- Opening Delimiter -

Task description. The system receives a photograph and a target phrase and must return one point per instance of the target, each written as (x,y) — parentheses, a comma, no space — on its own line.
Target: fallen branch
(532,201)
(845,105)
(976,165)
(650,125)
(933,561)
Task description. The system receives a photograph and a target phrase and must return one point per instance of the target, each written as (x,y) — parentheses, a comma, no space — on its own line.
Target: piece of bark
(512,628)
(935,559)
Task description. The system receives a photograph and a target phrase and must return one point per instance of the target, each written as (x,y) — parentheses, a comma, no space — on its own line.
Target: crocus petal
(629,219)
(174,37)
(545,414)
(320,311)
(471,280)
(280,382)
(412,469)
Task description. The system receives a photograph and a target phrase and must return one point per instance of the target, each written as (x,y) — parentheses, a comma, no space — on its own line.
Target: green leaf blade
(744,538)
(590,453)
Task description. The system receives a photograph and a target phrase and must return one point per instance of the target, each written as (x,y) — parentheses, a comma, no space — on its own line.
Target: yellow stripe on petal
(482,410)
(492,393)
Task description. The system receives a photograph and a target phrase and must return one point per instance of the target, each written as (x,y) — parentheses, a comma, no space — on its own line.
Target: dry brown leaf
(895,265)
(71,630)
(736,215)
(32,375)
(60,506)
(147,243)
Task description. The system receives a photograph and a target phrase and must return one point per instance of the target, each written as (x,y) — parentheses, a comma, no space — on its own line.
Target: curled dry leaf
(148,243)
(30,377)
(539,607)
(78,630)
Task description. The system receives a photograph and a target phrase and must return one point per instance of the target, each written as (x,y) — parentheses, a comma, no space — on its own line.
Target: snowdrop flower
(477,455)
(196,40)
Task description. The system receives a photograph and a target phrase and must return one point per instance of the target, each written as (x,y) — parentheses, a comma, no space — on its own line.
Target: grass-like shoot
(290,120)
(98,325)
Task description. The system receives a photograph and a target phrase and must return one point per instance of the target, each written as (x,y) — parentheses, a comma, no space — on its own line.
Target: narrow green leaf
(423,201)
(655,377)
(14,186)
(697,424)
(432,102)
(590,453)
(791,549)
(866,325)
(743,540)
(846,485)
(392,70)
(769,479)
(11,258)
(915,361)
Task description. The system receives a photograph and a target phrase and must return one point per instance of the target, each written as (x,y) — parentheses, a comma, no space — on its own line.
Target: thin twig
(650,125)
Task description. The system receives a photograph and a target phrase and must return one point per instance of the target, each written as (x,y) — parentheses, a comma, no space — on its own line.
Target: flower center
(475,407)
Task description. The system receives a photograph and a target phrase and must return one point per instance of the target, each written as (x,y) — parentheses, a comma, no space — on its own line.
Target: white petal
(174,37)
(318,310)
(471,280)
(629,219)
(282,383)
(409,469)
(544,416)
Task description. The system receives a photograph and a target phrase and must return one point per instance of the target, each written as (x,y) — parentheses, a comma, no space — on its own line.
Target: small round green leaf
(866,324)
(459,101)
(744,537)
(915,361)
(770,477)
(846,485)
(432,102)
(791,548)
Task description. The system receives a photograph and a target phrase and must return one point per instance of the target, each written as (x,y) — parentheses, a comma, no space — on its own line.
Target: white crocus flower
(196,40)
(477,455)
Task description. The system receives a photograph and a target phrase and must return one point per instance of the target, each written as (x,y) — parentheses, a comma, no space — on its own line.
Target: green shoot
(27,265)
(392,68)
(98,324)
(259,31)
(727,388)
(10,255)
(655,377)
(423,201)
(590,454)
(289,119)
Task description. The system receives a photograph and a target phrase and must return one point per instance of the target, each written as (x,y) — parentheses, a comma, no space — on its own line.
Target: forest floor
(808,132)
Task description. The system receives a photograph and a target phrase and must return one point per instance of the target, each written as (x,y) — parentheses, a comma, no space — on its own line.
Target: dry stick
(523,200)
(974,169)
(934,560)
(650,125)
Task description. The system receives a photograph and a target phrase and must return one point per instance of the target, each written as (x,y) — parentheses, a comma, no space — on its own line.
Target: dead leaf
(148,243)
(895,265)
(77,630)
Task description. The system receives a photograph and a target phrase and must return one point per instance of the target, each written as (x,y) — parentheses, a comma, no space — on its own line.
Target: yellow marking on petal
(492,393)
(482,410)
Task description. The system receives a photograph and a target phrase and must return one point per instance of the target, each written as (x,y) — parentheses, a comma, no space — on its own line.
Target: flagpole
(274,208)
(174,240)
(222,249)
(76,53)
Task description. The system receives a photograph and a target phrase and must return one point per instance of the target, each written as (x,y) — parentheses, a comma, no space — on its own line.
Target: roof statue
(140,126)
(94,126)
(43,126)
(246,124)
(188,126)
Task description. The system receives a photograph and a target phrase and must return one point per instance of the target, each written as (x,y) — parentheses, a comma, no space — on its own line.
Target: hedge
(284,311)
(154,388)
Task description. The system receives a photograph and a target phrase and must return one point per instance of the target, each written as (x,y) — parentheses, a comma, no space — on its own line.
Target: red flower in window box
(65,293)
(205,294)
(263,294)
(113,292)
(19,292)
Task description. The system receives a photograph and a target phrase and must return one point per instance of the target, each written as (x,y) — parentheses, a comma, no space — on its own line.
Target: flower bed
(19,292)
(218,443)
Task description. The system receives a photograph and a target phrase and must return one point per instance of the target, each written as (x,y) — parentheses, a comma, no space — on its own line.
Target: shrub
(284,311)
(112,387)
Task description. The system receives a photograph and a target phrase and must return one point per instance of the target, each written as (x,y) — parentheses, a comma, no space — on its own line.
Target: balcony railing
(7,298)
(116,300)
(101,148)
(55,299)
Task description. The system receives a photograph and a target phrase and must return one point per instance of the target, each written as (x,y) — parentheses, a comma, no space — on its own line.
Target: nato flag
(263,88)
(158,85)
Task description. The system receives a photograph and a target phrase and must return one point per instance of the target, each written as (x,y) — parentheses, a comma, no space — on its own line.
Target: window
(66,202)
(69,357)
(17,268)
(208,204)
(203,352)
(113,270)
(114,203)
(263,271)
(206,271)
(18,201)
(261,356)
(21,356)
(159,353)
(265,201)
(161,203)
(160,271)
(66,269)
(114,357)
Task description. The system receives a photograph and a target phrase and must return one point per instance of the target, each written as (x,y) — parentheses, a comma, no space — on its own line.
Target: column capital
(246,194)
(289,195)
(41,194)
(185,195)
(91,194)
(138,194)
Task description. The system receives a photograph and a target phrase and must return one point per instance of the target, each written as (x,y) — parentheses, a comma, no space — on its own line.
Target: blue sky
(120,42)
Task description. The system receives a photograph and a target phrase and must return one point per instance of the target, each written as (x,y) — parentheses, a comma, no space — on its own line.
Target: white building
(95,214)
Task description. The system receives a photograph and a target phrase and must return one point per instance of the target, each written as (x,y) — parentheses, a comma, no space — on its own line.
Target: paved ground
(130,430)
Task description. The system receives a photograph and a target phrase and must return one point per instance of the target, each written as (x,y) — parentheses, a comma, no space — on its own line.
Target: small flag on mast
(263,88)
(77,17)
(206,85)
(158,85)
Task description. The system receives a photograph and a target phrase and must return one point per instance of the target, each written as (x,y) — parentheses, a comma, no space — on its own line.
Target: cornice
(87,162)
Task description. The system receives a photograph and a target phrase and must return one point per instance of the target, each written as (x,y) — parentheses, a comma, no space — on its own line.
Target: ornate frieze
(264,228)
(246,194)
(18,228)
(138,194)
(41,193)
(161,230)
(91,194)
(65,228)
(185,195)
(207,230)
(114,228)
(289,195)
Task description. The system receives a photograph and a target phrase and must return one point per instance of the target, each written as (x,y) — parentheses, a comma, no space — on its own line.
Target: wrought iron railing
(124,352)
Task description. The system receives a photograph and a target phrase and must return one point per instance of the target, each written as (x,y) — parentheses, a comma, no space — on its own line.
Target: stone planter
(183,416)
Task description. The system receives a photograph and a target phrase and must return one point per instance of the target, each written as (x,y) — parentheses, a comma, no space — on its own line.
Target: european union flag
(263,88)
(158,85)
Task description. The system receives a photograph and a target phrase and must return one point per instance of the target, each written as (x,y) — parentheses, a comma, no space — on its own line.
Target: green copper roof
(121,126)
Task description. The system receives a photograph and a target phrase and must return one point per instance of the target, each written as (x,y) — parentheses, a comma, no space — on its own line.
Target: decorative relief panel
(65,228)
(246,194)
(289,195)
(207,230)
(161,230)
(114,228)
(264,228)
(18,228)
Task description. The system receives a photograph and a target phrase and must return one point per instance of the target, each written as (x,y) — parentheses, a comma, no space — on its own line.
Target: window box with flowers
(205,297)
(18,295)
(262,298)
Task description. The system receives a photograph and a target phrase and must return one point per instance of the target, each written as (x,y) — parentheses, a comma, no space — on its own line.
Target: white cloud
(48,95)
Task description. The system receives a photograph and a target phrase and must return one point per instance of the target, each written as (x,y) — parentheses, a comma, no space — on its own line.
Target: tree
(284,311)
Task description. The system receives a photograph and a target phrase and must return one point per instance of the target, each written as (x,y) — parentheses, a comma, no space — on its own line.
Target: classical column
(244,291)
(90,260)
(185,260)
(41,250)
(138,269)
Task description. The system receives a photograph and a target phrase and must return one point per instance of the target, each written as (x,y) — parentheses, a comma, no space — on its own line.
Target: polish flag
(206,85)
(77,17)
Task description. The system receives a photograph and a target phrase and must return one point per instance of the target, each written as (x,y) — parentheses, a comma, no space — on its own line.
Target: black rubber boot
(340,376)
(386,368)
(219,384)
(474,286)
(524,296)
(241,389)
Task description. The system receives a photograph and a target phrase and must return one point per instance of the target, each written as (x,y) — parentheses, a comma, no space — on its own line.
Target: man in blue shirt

- Closing Delimiter -

*TASK TO COMPLETE*:
Output an exact copy of the lines beginning at the one that holds "Target: white cloud" and running through the final line of the records.

*PROBLEM SOLUTION*:
Target: white cloud
(48,95)
Task description. The system receives a photograph and a target phrase and must return one point per instance of the target, each written as (x,y) — parentheses, a comma, no space — on its own line.
Target: tree
(284,311)
Task description. The system receives a photograph and a target phrase and must return one point per instance of the target, each written as (x,y) — parentheses, a comma, no space — on its own line.
Target: classical column
(244,291)
(90,260)
(185,260)
(41,250)
(138,269)
Task description. The system receives a photograph and a target phrase and must return one point per instance of the target, each written as (x,y) — parentheses, a comma, no space — on its own line.
Target: polish flag
(206,85)
(77,17)
Task description. The system receives a photograph and a target phrase and must return one point per instance of the target, each written as (x,y) — parentheses, a comma, no space — on its own line.
Target: black rubber boot
(340,376)
(386,368)
(219,384)
(474,286)
(524,296)
(241,389)
Task description. The system receives a photograph and a target phrase and must return one point per instance of the target, each written as (x,y) — parentheses, a comma, no space — on its own line.
Target: man in blue shirt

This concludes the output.